▶ [Material provided]
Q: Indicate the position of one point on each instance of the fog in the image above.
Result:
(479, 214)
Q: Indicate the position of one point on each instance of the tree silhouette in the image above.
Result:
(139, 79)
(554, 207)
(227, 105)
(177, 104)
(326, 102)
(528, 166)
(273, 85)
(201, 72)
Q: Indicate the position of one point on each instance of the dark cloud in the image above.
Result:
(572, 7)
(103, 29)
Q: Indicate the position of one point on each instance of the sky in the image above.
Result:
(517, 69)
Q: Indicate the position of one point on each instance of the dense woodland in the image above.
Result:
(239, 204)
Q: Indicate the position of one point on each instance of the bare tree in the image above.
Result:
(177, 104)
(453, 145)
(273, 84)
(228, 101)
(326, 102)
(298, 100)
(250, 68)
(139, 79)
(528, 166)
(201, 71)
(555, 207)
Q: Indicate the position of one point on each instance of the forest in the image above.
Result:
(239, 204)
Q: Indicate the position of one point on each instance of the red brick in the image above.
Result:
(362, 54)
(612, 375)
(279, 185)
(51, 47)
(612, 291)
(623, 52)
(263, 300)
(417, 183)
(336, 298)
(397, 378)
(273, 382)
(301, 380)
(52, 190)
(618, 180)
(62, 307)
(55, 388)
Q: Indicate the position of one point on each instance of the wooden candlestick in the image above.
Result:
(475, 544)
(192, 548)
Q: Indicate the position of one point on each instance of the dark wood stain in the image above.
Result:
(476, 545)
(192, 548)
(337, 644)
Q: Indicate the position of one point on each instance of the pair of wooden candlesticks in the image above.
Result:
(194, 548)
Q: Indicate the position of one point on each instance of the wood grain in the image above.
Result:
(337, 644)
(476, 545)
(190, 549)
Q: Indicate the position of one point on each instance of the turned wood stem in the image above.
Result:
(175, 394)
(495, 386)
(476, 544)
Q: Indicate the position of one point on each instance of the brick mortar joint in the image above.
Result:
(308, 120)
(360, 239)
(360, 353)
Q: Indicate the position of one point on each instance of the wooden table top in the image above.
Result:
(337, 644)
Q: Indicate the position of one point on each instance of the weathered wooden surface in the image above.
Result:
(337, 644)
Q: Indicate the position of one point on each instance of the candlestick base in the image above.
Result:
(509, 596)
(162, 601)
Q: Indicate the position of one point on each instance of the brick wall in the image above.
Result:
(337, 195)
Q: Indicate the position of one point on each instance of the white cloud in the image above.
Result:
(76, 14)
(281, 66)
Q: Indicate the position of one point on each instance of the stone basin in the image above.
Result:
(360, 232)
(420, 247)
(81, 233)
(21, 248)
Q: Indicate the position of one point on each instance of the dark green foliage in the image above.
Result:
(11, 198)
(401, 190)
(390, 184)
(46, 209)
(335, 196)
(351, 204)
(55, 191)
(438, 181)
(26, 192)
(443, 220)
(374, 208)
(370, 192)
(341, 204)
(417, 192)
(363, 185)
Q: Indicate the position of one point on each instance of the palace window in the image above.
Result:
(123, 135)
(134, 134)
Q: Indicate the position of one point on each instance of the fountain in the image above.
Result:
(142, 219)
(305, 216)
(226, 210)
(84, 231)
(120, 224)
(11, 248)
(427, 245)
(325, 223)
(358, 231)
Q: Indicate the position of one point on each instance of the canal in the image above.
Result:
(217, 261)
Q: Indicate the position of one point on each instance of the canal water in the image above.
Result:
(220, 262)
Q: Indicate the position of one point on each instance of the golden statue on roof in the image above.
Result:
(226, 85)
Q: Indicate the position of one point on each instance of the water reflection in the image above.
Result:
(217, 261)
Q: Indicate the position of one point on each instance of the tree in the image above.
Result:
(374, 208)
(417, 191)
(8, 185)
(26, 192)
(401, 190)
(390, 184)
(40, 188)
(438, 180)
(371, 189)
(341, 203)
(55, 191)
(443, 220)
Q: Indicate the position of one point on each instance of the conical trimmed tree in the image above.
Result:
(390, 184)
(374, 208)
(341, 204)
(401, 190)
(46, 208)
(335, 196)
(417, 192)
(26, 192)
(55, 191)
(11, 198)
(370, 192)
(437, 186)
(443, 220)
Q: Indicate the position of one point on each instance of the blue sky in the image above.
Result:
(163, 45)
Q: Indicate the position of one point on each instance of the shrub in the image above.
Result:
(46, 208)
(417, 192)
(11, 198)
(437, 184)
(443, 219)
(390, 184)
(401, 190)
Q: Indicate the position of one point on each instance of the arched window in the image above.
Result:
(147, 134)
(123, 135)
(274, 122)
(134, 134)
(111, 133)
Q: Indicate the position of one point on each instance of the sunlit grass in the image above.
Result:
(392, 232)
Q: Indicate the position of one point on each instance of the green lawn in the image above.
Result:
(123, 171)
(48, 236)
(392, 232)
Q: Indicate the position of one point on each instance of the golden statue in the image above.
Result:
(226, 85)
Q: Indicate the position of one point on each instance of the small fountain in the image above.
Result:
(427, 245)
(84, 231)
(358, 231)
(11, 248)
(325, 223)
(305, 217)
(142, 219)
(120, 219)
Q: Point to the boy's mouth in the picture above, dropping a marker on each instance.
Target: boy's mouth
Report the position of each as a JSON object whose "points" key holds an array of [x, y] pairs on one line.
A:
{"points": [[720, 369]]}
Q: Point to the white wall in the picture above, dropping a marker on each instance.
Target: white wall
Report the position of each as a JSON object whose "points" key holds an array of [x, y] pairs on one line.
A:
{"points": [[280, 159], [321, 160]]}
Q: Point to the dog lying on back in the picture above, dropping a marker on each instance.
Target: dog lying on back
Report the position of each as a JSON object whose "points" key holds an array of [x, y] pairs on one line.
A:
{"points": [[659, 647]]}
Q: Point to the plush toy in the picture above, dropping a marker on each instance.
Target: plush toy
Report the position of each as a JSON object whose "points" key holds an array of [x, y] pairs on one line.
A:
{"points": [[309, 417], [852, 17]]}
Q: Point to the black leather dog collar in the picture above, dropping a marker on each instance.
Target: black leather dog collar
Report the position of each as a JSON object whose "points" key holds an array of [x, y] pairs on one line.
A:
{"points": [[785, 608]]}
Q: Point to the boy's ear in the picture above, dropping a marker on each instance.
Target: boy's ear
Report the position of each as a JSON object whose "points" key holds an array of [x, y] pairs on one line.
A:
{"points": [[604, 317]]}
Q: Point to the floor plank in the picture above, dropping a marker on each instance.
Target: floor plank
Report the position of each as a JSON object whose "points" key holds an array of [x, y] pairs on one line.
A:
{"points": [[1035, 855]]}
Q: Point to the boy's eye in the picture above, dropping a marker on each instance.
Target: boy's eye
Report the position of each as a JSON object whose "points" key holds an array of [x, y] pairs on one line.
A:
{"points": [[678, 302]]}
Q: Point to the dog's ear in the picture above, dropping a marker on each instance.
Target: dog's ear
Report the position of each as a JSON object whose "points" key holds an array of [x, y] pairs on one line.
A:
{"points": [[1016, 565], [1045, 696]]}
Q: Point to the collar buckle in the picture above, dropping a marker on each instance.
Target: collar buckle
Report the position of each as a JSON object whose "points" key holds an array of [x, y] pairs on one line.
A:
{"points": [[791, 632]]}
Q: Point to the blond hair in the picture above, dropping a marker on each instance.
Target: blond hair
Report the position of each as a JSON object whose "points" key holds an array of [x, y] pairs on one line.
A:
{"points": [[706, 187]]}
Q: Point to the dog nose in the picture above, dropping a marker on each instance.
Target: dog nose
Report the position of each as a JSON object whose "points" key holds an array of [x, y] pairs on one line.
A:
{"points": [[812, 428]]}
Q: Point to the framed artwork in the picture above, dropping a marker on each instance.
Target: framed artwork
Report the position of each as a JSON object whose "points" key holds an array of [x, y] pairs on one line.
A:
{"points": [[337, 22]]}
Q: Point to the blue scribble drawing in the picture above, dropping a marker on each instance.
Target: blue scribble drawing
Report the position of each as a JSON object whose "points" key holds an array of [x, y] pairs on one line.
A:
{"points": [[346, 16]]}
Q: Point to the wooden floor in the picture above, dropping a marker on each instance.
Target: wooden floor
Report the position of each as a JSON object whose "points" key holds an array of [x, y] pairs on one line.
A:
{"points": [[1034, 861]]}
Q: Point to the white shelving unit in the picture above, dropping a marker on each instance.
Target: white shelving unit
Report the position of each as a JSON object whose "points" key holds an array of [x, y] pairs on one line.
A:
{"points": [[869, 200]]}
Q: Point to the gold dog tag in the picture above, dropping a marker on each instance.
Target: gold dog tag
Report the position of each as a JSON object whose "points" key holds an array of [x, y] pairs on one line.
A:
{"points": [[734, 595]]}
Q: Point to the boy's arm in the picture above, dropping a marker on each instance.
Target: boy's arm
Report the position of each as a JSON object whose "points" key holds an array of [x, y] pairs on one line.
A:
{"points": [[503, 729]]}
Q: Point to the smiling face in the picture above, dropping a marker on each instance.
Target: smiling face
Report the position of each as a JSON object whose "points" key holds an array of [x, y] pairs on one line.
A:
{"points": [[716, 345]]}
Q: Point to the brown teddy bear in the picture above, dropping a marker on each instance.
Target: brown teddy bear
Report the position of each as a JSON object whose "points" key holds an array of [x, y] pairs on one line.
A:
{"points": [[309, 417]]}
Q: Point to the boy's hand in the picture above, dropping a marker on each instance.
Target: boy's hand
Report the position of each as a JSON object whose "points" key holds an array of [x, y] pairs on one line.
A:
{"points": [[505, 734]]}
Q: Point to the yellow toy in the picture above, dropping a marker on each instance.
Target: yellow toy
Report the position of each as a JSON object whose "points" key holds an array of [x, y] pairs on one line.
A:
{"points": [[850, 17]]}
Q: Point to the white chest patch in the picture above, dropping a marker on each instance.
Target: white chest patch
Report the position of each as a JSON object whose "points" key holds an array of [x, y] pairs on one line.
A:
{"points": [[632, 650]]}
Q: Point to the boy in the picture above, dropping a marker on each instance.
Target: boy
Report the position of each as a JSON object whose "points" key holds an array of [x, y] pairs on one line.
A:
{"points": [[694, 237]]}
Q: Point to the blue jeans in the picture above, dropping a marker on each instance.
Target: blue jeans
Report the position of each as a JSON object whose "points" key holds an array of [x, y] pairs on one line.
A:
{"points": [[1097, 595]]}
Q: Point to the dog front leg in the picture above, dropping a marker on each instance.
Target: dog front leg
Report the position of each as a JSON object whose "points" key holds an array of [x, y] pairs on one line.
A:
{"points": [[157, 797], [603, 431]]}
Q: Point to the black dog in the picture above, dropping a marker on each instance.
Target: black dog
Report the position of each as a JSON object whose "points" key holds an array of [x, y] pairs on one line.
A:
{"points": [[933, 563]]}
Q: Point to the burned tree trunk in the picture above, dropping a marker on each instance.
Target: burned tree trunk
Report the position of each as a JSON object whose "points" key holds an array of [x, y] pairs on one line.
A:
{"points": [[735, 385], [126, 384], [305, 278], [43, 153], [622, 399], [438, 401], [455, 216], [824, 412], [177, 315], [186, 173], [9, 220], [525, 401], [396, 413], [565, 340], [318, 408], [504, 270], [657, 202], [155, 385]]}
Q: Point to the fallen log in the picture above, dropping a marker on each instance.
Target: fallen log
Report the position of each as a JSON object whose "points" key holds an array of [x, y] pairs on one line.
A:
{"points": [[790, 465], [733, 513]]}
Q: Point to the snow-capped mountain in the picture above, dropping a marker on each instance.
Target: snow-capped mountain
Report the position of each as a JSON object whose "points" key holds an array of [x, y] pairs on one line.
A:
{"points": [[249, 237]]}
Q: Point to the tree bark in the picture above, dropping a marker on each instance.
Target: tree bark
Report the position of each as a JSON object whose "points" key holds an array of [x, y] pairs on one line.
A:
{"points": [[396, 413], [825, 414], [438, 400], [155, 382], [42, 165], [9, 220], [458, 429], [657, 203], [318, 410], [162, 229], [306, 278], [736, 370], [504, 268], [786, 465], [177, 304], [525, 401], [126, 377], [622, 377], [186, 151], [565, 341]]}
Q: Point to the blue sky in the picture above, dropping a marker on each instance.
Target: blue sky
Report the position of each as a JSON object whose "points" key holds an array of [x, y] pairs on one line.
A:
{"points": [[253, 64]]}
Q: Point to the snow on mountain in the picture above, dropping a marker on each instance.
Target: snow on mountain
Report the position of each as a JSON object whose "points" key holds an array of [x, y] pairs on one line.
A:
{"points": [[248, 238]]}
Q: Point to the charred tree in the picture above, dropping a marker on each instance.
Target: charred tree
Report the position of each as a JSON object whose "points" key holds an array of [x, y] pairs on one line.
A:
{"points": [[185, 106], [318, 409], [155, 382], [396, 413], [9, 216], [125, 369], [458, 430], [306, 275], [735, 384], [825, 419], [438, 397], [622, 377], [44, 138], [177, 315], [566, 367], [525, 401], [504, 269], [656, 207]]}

▶ [Objective] Every line from the one holding "Q: Point to the blue sky" through the final line of the listing must be echoed exactly; leave out all other lines.

▶ [Answer to this problem]
Q: Point to the blue sky in the picture above, dropping a marker on each instance.
Target: blue sky
Report the position of each as a JSON object whose "points" key holds an array of [x, y] pairs on one line.
A:
{"points": [[253, 64]]}
Q: Point to the snow on mountain in the picture above, dropping a marker on each instance.
Target: snow on mountain
Report the position of each as a JSON object whose "points" key holds an array of [x, y] pairs on one line.
A:
{"points": [[248, 238]]}
Q: Point to the charred tree in the picture above, dropping a marker on each instance.
Target: charred tree
Report the position of each as a JSON object whose "points" key holds an array of [x, y] pairs on one line.
A:
{"points": [[185, 106], [318, 409], [155, 382], [396, 413], [9, 216], [125, 369], [458, 430], [306, 275], [735, 384], [825, 419], [438, 397], [622, 377], [44, 138], [177, 315], [566, 367], [525, 401], [504, 269], [656, 207]]}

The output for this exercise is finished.